ASSIGNMENT =>
Copy out, from the entries below, each line holding the string "earns".

Point-per-instance localization data:
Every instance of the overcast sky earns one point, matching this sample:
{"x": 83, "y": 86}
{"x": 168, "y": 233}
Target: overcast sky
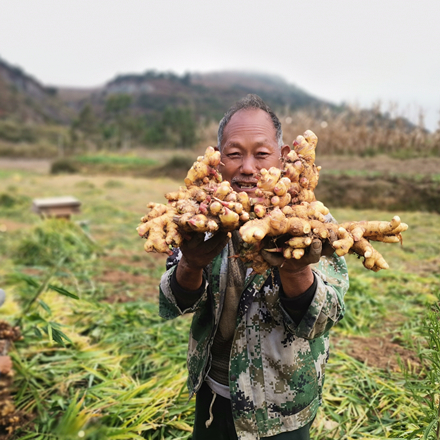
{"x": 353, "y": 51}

---

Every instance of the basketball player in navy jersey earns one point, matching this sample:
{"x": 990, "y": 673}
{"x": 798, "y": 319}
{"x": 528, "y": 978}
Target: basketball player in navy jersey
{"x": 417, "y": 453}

TASK RESPONSE =>
Every instance of the overcast sky earns one point, matching this sample:
Every instance of the basketball player in navy jersey earns one point, matching this sample:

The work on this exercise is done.